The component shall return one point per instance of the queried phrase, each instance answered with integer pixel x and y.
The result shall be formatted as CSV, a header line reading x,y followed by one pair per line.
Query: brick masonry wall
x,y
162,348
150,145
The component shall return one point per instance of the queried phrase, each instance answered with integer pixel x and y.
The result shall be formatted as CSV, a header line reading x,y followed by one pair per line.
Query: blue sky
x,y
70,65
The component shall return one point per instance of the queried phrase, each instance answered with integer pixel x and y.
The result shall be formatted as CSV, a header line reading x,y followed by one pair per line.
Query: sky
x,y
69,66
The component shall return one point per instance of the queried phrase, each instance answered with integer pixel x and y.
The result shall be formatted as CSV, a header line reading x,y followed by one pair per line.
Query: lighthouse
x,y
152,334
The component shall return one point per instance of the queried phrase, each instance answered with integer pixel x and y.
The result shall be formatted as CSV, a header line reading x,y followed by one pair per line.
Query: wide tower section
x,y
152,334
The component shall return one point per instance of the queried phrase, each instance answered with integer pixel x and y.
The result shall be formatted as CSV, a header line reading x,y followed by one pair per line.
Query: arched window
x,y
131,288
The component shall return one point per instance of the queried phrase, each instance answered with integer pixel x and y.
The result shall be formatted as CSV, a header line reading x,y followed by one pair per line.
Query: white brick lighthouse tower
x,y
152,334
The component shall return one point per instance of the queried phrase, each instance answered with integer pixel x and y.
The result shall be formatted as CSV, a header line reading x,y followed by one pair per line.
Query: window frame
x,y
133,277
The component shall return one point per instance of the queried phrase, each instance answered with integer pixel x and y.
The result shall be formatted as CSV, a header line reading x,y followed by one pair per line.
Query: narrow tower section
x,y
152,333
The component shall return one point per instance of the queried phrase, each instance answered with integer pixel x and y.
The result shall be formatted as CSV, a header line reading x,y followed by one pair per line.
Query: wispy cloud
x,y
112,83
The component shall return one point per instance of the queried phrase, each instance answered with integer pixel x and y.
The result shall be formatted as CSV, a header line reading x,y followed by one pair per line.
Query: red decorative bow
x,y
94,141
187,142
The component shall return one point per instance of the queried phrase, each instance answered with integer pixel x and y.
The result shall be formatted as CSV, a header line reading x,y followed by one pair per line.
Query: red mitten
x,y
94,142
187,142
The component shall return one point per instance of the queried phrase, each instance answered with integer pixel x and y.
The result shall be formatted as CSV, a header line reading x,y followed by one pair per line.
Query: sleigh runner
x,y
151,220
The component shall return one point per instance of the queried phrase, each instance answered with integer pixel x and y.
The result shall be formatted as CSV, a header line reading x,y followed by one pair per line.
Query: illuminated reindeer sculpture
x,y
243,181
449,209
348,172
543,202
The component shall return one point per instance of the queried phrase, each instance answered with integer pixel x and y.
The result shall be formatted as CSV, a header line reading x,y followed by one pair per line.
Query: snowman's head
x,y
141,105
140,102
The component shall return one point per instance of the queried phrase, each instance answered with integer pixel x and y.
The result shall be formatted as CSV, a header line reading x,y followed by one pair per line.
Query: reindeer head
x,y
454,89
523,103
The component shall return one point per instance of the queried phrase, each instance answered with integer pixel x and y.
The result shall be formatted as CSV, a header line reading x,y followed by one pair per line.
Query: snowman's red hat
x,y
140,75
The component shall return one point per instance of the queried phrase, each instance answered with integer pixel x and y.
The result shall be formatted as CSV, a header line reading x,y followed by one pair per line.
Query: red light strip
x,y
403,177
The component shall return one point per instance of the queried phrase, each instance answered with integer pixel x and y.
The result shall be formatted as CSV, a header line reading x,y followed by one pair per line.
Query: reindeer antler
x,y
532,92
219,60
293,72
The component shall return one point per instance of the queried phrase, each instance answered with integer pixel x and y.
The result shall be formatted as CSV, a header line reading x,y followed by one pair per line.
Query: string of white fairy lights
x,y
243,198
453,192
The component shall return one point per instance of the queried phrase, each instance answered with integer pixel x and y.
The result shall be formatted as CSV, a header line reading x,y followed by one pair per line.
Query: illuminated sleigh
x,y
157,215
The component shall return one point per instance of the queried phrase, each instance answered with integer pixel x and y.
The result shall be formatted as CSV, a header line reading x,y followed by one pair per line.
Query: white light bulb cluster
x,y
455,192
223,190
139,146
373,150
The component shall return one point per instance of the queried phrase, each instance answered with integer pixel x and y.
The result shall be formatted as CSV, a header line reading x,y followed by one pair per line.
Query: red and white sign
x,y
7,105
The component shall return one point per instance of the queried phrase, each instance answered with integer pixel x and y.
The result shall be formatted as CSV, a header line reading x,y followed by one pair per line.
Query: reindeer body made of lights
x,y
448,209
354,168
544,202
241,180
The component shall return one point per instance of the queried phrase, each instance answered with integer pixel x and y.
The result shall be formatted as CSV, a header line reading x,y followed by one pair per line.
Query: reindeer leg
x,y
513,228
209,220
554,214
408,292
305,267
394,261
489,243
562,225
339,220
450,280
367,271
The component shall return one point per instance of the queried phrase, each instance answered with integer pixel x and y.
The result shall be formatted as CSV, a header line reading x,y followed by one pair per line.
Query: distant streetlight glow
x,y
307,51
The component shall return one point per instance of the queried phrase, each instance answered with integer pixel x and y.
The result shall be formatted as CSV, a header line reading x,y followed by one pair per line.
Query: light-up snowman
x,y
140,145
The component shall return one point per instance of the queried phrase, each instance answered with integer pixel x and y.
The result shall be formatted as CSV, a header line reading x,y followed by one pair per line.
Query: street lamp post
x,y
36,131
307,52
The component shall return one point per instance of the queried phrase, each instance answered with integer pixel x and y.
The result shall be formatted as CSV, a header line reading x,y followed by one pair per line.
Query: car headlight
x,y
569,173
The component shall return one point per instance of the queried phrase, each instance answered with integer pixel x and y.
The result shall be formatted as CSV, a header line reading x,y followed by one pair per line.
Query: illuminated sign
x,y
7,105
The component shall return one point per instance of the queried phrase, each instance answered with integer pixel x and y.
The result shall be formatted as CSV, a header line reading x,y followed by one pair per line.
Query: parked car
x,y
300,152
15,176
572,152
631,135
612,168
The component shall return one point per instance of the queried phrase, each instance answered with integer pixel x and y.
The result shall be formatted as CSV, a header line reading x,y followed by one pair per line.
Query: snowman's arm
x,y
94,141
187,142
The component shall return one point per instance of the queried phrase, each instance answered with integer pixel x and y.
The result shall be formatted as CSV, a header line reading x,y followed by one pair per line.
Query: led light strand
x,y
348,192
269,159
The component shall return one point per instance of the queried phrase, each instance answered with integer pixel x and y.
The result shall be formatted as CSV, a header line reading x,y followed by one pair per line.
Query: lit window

> [TASK DETAILS]: Restate every line of the data word for word.

> [WRITTEN SOLUTION]:
The component shall return one point per instance of the queried phrase, each instance answered with integer pixel x and y.
The result shall be formatted as CSV, a header line reading x,y followed by one pair per line.
Query: brick masonry wall
x,y
162,348
150,145
The component shall return one point per instance of the queried phrase, each instance answered with integer pixel x and y.
The result shall be formatted as CSV, a header line reading x,y followed by one pair per line.
Query: blue sky
x,y
70,65
The component shall return one point per instance of the queried phrase, each instance answered with integer pixel x and y.
The result shall be formatted as CSV, a header line reading x,y followed by one pair per line.
Query: sky
x,y
69,66
The component shall return one point per instance of the queried phrase, each instance answered with integer pixel x and y.
The result shall be formatted as CSV, a header line reading x,y followed by one pair per line.
Query: lighthouse
x,y
152,334
The component shall return one point per instance of the queried phrase, each instance answered with integer pixel x and y.
The result shall be formatted as CSV, a header line reading x,y followed by one pair per line.
Query: wide tower section
x,y
152,334
The component shall return one point per instance of the queried phrase, each instance answered with integer pixel x and y.
The result shall be formatted as CSV, a header line reading x,y followed by one pair per line.
Query: arched window
x,y
131,288
The component shall return one point per instance of the queried phrase, each instance answered with integer pixel x and y.
The result shall be formatted as CSV, a header line reading x,y followed by one pair per line.
Query: white brick lighthouse tower
x,y
152,334
The component shall return one point per instance of the queried phrase, each instance answered with integer pixel x and y.
The result shall be formatted as CSV, a header line reading x,y followed by one pair per line.
Query: window frame
x,y
133,277
The component shall return one point per instance of the queried phrase, each instance answered with integer pixel x and y.
The result shall be formatted as CSV, a header line reading x,y followed by one pair per line.
Query: narrow tower section
x,y
152,333
The component shall return one point per instance of the queried phrase, each instance answered with integer pixel x and y.
The result shall be formatted as CSV, a header line reading x,y followed by one pair per line.
Query: wispy cloud
x,y
112,83
The component shall return one point per instance of the queried phrase, each instance answered with integer pixel x and y.
The result shall be formatted as CSV, a header line reading x,y followed by one pair per line.
Query: red decorative bow
x,y
94,141
187,142
The component shall return one point per instance of the queried phrase, each instance answered with integer pixel x and y.
The result shall be formatted as CSV, a header line reading x,y followed by one pair per line.
Query: red mitten
x,y
94,142
187,142
The component shall return one point per instance of the queried phrase, each instance answered with integer pixel x and y.
The result shall be formatted as CSV, a header line reading x,y followed by one pair per line.
Query: sleigh runner
x,y
151,220
The component shall return one point per instance of the queried phrase, each instance answered with integer pixel x and y.
The result shall be formatted as CSV, a header line reading x,y followed by one pair per line.
Query: illuminated reindeer sculpture
x,y
243,181
449,209
348,172
543,202
The component shall return one point per instance of the queried phrase, each instance answered with integer pixel x and y.
The result shall be formatted as CSV, a header line reading x,y followed by one pair per line.
Query: snowman's head
x,y
141,105
140,102
The component shall return one point per instance of the queried phrase, each instance answered with integer pixel x and y.
The result shall be formatted as CSV, a header line reading x,y followed by one pair per line.
Query: reindeer head
x,y
454,89
523,103
The component shall return one point per instance of the queried phrase, each instance answered with integer pixel x and y.
The result shall be formatted as CSV, a header line reading x,y followed by one pair per line.
Query: snowman's red hat
x,y
140,75
The component shall return one point per instance of the queried phrase, each instance answered with integer pixel x and y.
The result shall be formatted as CSV, a header line reading x,y followed by one pair per line.
Query: red light strip
x,y
403,177
The component shall return one point per instance of the queried phrase, each instance answered with integer pixel x and y.
The result shall be formatted as CSV, a header line reading x,y followed by one pair per line.
Query: reindeer antler
x,y
532,92
219,60
293,72
The component shall return one point per instance of the queried phrase, each instance answered with integer pixel x and y.
The result shall be formatted as CSV, a header line reading x,y followed by one pair per line.
Query: string of white fairy lights
x,y
243,198
453,192
The component shall return one point per instance of the queried phrase, each instance answered with integer pixel x and y.
The result shall be formatted as CSV, a header line reading x,y followed by one pair per line.
Query: illuminated sleigh
x,y
157,215
The component shall return one point per instance of the queried phrase, each instance answered with integer pixel x and y.
The result shall be formatted as CSV, a header line reading x,y followed by one pair per line.
Query: white light bulb cluster
x,y
455,192
223,190
139,146
373,150
The component shall return one point per instance of the queried phrase, each instance answered with integer pixel x and y.
The result shall be formatted as CSV, a header line reading x,y followed by one pair per line.
Query: red and white sign
x,y
7,105
The component shall return one point per instance of the queried phrase, each instance answered with integer pixel x and y.
The result shall be formatted as CSV, a header line reading x,y followed by one pair per line.
Query: reindeer body made of lights
x,y
448,209
354,168
544,202
241,180
The component shall return one point per instance of the queried phrase, each instance answered with integer pixel x and y.
The result shall be formatted as CSV, a header line reading x,y followed by one pair per line.
Query: reindeer leg
x,y
513,228
209,220
554,214
408,292
305,267
394,261
489,243
562,225
339,220
450,280
367,271
The component shall return one point per instance of the queried phrase, each instance answered with integer pixel x and y.
The result shall be formatted as CSV, a header line reading x,y followed by one pair per line.
Query: distant streetlight glow
x,y
307,51
The component shall return one point per instance of the queried phrase, each instance answered with integer pixel x and y.
The result shall be formatted as CSV, a header line reading x,y followed by one pair per line.
Query: light-up snowman
x,y
140,145
The component shall return one point per instance of the queried phrase, each instance answered with integer pixel x and y.
The result shall be formatted as CSV, a header line reading x,y followed by one pair per line.
Query: street lamp post
x,y
36,131
307,52
The component shall return one point per instance of the queried phrase, each instance answered with integer pixel x and y.
The result shall be formatted as CSV, a header line reading x,y followed by one pair per line.
Query: car headlight
x,y
569,173
The component shall return one point per instance of the queried phrase, each instance answered with integer pixel x and y.
The result shall be formatted as CSV, a header line reading x,y followed by one pair per line.
Query: illuminated sign
x,y
7,105
The component shall return one point per instance of the queried phrase, each instance answered with integer pixel x and y.
The result shall be formatted as CSV, a header line reading x,y followed by one pair per line.
Query: parked car
x,y
300,152
15,176
572,152
631,135
612,168
The component shall return one point per instance of the queried phrase, each instance answered with integer pixel x and y.
The result shall be formatted as CSV, a header line reading x,y followed by one pair per line.
Query: snowman's arm
x,y
94,141
187,142
The component shall return one point per instance of the queried phrase, each instance answered with integer pixel x and y.
The result shall be formatted as CSV, a header line reading x,y followed by one pair per line.
Query: led light strand
x,y
348,192
269,159
The component shall return one point per instance of the queried phrase, each instance answered with integer pixel x and y.
The result shall be formatted as CSV, a header line reading x,y followed by one pair per line.
Query: lit window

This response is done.